— Records for this task —

..............................

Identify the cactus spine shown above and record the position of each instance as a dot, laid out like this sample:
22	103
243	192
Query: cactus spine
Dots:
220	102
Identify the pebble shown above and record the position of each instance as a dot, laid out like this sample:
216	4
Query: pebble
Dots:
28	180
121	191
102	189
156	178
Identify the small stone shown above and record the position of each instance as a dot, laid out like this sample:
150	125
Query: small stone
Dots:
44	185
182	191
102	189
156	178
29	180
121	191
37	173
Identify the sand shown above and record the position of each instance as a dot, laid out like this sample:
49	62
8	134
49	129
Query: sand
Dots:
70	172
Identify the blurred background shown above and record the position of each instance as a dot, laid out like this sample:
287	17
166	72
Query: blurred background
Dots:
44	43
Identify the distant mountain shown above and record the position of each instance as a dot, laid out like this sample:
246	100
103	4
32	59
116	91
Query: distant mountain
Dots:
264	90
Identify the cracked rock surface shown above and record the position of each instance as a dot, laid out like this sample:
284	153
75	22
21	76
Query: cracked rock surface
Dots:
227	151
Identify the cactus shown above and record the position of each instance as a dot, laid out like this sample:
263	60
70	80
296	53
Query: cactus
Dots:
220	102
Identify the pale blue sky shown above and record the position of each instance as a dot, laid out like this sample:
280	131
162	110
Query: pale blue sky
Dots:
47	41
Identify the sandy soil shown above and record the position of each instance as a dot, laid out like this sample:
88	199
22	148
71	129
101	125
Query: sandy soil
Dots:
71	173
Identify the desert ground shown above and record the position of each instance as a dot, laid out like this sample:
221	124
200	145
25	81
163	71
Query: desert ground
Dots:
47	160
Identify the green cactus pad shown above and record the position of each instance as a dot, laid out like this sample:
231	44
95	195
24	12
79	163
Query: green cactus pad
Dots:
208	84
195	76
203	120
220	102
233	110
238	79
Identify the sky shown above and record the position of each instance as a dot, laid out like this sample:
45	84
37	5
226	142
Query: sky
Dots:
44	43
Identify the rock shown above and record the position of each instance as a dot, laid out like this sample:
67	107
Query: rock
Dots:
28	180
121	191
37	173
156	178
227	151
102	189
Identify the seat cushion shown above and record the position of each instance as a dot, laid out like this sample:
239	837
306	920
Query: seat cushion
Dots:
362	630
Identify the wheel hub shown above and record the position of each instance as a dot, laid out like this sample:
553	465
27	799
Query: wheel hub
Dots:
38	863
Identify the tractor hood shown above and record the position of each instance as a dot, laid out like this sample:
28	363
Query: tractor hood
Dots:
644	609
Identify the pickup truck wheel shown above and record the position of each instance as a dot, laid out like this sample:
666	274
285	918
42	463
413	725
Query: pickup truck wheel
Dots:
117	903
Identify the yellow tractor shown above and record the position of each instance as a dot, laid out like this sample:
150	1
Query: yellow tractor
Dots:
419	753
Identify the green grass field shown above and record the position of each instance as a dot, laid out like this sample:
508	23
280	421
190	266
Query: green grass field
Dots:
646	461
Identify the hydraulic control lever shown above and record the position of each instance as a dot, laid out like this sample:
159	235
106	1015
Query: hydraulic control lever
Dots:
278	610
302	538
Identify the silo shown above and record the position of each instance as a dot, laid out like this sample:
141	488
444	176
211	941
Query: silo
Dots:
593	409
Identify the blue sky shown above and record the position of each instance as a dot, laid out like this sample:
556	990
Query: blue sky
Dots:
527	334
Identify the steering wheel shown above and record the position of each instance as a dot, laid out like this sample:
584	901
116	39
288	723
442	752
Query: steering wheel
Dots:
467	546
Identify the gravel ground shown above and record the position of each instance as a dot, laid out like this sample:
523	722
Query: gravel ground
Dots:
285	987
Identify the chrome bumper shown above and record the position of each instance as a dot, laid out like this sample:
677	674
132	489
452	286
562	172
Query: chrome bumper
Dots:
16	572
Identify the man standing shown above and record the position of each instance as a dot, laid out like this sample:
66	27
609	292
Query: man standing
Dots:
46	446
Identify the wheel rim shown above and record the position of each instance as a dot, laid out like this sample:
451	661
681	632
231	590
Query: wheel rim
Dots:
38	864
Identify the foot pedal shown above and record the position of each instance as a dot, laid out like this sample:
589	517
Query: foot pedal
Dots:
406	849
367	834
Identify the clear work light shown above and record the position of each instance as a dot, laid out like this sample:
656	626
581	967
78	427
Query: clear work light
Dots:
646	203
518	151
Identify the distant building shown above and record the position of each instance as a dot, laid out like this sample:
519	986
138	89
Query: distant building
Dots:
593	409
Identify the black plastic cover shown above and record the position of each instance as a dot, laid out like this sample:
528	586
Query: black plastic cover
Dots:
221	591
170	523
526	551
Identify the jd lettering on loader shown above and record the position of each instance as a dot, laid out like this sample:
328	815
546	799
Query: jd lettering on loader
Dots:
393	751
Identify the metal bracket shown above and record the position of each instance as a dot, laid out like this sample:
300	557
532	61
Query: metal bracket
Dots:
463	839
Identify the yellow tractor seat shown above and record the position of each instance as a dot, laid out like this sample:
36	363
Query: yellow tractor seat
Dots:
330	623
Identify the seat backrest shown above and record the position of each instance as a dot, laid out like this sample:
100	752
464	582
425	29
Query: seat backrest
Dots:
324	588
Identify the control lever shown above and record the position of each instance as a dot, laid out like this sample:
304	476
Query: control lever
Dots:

..............................

— Exercise directions —
A faithful transcription of all the material is what this exercise calls for.

— Answer box —
Identify the cactus spine shown above and record the position of each instance as a dot, laid out like this sample:
22	103
243	192
Query: cactus spine
Dots:
220	102
Identify the pebble shown above and record the position of each instance as a dot, laid out like this sample:
216	4
Query: pebble
Dots:
28	180
121	191
102	189
156	178
Identify the small stone shown above and record the position of each instance as a dot, laid out like this sample:
150	125
Query: small stone
Dots:
44	185
182	191
102	189
156	178
29	180
121	191
37	173
Identify the sand shown above and record the position of each instance as a dot, laid out like this sample:
49	62
8	134
49	129
Query: sand
Dots:
70	172
Identify the blurred background shown above and record the position of each instance as a dot, laid out like this sample:
287	17
166	72
Query: blurred background
Dots:
44	43
Identify the distant mountain shown above and record the position of each instance as a dot, laid out like this sample:
246	100
103	4
32	59
116	91
Query: distant mountain
Dots:
264	90
Identify the cracked rock surface shown above and record the position of each instance as a dot, laid out like this sample:
284	153
75	22
21	76
Query: cracked rock surface
Dots:
227	151
Identify the cactus shown above and record the position of each instance as a dot, laid out like this sample:
263	60
70	80
296	53
Query: cactus
Dots:
220	102
Identify the pale blue sky shown above and record the position of each instance as a dot, laid out like this sample:
280	131
162	110
Query: pale blue sky
Dots:
47	41
Identify the sandy soil shown above and record the position of each instance as a dot, laid out like this sample:
88	199
22	148
71	129
101	125
Query: sandy soil
Dots:
71	173
Identify the desert ground shown above and record the position of each instance as a dot, laid out like this sample:
221	124
200	145
25	81
163	71
Query: desert ground
Dots:
47	160
Identify the green cactus pad shown above and record the position of each instance as a dot, laid out like this sample:
231	44
95	195
24	12
79	163
Query: green cactus pad
Dots:
208	84
195	76
203	120
220	102
233	110
238	79
Identify the sky shown above and record the position of each instance as a dot, laid out like this sample:
45	84
37	5
226	142
Query: sky
Dots:
44	43
Identify the rock shown above and record the position of each instance as a dot, laid out like this sample:
67	107
Query: rock
Dots:
28	180
121	191
37	173
156	178
227	151
102	189
Identify the seat cushion shown above and record the position of each instance as a dot, laid out like this sample:
239	837
306	920
Query: seat cushion
Dots:
362	630
Identify the wheel hub shown above and record the position of each instance as a dot, laid out like this sample:
553	465
27	799
Query: wheel hub
Dots:
38	863
Identify the tractor hood shown above and record the position of each instance as a dot, laid out like this sample:
28	363
Query: tractor hood
Dots:
644	609
Identify the pickup truck wheel shown above and record the position of each instance as a dot, laid out like this sample:
666	274
285	918
42	463
413	725
Query: pickup truck wheel
Dots:
117	903
Identify the yellow tractor shown above and record the position of each instance as a dot, laid out like this sample:
150	1
Query: yellow tractor
Dots:
419	753
Identify the green grass field shown above and record the position of each instance as a dot, laid out like this sample:
508	23
280	421
190	266
Query: green grass field
Dots:
646	461
Identify the hydraulic control lever shown above and record the position of each instance as a dot, laid out like this sample:
159	235
106	1015
Query: hydraulic control lever
Dots:
278	610
302	538
Identify the silo shown above and record the position of each instance as a dot, laid out like this sample:
141	488
444	176
211	941
Query: silo
Dots:
593	409
Identify the blue sky shown above and record the position of each instance as a dot, laid out like this sample:
556	990
Query: blue sky
Dots:
527	334
Identify the steering wheel shown above and record the position of each instance as a dot, laid out like this sample:
584	901
116	39
288	723
442	752
Query: steering wheel
Dots:
467	546
Identify the gravel ground shown above and record the position of each instance as a dot, laid out like this sample:
523	722
Query: gravel ground
Dots:
285	987
Identify the chrome bumper shown above and record the position of each instance as a dot, laid out like this sample:
677	674
132	489
452	286
562	172
Query: chrome bumper
Dots:
16	572
Identify the man standing shown above and record the position of each instance as a dot, laid out like this sample:
66	27
609	292
Query: man standing
Dots:
46	446
Identify the wheel rim shown above and record the position of each instance as a dot, laid out like this sample:
451	661
681	632
231	590
Query: wheel rim
Dots:
38	864
Identify the foot pedal shown above and record the position of each instance as a dot, laid out like this sample:
589	517
Query: foot pedal
Dots:
406	849
367	834
Identify the clear work light shown above and record the position of each instance as a dot, laid out like this sample:
656	626
581	967
78	427
Query: clear work light
Dots:
646	203
518	151
Identify the distant building shown above and record the position of each instance as a dot, laid out like this sample:
519	986
138	89
Query: distant building
Dots:
593	409
Identify the black plastic cover shown above and record the position of each instance as a dot, laid out like this sample:
528	586
Query: black plastic cover
Dots:
221	591
170	523
526	551
Identify the jd lettering on loader shown above and record the position of each instance as a dot, laid out like this sample:
328	815
546	799
Query: jd lettering on loader
Dots:
393	751
Identify the metal bracket shown above and record the position of each instance as a dot, laid out like this sample:
300	557
532	61
Query: metal bracket
Dots:
463	839
Identify the yellow tractor seat shown above and record the position of each instance as a dot, laid out like this sample:
36	363
Query: yellow tractor seat
Dots:
330	623
Identify the seat backrest shown above and record the position of each instance as a dot, laid out like this sample:
100	752
464	582
425	29
Query: seat backrest
Dots:
324	588
Identify the control lever shown above and record the position of each instance as a dot, laid out like this sample:
304	476
Query: control lever
Dots:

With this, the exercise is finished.